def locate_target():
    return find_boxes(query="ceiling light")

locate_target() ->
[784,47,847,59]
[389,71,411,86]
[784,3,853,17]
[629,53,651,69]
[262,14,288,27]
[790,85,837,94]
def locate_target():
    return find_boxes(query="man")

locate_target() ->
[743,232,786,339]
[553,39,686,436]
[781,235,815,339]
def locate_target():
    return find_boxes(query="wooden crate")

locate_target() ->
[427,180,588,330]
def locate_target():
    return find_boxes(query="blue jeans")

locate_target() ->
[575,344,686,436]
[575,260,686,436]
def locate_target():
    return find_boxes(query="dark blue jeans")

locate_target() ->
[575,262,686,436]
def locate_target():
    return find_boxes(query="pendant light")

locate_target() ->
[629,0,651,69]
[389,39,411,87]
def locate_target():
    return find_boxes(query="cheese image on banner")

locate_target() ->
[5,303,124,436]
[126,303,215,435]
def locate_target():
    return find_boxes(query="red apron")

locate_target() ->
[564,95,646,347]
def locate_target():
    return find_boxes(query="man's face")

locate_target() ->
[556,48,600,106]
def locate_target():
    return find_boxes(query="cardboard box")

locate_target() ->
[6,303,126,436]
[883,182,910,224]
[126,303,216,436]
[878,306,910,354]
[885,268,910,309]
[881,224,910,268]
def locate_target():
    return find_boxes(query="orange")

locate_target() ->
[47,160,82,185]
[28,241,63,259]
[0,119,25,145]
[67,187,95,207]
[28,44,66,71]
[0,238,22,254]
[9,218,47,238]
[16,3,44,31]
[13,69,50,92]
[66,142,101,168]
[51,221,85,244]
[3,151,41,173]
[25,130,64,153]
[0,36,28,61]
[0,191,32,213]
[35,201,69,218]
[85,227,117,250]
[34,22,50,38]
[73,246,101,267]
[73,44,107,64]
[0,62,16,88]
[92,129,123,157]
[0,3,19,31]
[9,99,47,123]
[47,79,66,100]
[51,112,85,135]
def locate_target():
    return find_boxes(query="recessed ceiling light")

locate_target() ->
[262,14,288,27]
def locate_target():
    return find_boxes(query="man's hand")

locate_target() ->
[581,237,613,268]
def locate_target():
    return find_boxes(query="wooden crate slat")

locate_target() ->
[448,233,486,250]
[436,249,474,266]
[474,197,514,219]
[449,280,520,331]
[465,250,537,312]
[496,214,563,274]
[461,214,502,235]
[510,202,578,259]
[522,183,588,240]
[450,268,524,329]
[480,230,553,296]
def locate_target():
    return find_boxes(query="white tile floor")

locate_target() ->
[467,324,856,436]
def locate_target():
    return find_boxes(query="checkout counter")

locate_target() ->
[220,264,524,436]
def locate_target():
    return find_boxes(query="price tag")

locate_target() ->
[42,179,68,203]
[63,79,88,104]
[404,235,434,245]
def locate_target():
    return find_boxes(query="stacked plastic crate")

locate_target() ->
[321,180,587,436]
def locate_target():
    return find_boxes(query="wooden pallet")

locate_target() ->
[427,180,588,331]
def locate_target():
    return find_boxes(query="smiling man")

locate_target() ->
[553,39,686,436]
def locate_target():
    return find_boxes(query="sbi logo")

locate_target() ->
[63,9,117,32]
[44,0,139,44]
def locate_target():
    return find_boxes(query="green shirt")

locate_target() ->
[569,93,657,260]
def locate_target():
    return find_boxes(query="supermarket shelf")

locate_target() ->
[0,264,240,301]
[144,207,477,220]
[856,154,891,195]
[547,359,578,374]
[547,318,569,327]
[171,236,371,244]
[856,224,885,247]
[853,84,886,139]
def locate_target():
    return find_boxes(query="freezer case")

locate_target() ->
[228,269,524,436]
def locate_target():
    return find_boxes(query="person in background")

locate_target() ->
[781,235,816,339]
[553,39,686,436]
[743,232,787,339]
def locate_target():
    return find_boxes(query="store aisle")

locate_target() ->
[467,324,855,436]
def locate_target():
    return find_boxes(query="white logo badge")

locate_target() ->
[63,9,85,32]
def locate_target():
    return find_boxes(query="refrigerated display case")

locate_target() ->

***

* _Task directions_
Rewrite the data above with every "locate_target" changed to "find_objects", leaving everything else as it is.

* _Reply_
def find_objects():
    return find_boxes(query="ceiling light")

find_objects() ->
[784,47,847,59]
[389,71,411,86]
[784,3,853,17]
[629,53,651,69]
[262,14,288,27]
[790,85,837,94]
def find_objects():
    return find_boxes(query="man")

find_objects() ->
[743,232,786,339]
[553,39,686,436]
[781,235,815,339]
def find_objects():
    return find_boxes(query="wooden crate")

find_objects() ->
[427,180,588,330]
def find_objects():
    return find_boxes(query="blue jeans")

find_objects() ->
[575,344,686,436]
[575,260,686,436]
def find_objects():
    return find_boxes(query="dark blue jeans")

find_objects() ->
[575,262,686,436]
def find_objects():
    return find_boxes(query="pendant light")

find_objects() ->
[629,0,651,69]
[389,39,411,87]
def find_objects():
    return find_boxes(query="cheese image on banner")

find_objects() ->
[5,303,124,436]
[126,303,215,435]
def find_objects():
    return find_boxes(query="red apron")

find_objects() ->
[564,95,646,347]
def find_objects():
    return find_boxes(query="man's face")

find_objects() ->
[556,48,600,106]
def find_objects():
    return find_boxes(query="cardboard box")

find_objects() ->
[6,303,126,436]
[883,182,910,224]
[126,303,216,436]
[878,306,910,354]
[885,268,910,309]
[881,224,910,268]
def find_objects():
    return find_boxes(query="orange")

find_objects() ->
[47,160,82,185]
[28,241,63,259]
[0,119,25,145]
[67,187,95,207]
[28,44,66,71]
[0,238,22,254]
[9,218,47,238]
[16,3,44,31]
[13,69,50,92]
[66,142,101,168]
[51,221,85,244]
[3,151,41,173]
[25,130,64,153]
[0,36,28,61]
[0,191,32,213]
[35,201,69,218]
[85,227,117,250]
[34,22,50,38]
[73,246,101,267]
[73,44,107,64]
[0,62,16,88]
[92,129,123,157]
[0,3,19,31]
[9,99,47,123]
[47,79,66,100]
[51,112,85,135]
def find_objects():
    return find_boxes(query="recessed ceiling light")

find_objects() ->
[262,14,288,27]
def find_objects():
    return find_boxes(query="man's hand")

find_objects() ->
[581,237,613,268]
def find_objects():
    return find_boxes(query="wooden crate slat")

find_objects() ->
[448,233,486,250]
[436,249,474,266]
[474,197,514,219]
[449,280,520,331]
[465,250,537,312]
[496,214,563,274]
[461,214,502,235]
[510,202,578,259]
[522,183,588,240]
[450,268,524,329]
[480,230,553,296]
def find_objects():
    return find_boxes(query="white tile floor")

find_objects() ->
[467,324,856,436]
def find_objects():
    return find_boxes(query="checkout counter")

find_objects() ->
[220,264,524,436]
def find_objects():
    return find_boxes(query="price tag")

find_objects() ->
[42,179,68,203]
[63,79,88,104]
[404,235,434,245]
def find_objects():
    return find_boxes(query="stacked plastic crate")

find_objects() ->
[321,180,587,436]
def find_objects():
    return find_boxes(query="wooden pallet")

find_objects() ->
[427,180,588,331]
def find_objects():
    return find_boxes(query="smiling man")

find_objects() ->
[553,39,686,436]
def find_objects():
    return find_boxes(query="sbi logo")

find_objects() ->
[63,9,117,32]
[44,0,139,44]
def find_objects():
    return find_boxes(query="green shirt")

find_objects() ->
[569,93,657,260]
def find_objects():
    return find_boxes(query="supermarket shelf")

find_objects() ->
[0,264,240,301]
[144,207,477,220]
[856,154,891,195]
[547,359,578,374]
[547,318,569,327]
[171,236,371,244]
[856,224,885,247]
[853,84,886,139]
def find_objects():
    return find_boxes(query="freezer case")

find_objects() ->
[228,269,524,436]
def find_objects():
    return find_boxes(query="person in background")

find_objects() ->
[781,235,816,339]
[553,39,686,436]
[743,232,787,339]
def find_objects():
    return find_boxes(query="store aisle")

find_objects() ->
[467,324,855,436]
def find_objects():
    return find_boxes(query="white logo badge")

find_objects() ->
[63,9,85,32]
def find_objects():
    return find_boxes(query="refrigerated display case")

find_objects() ->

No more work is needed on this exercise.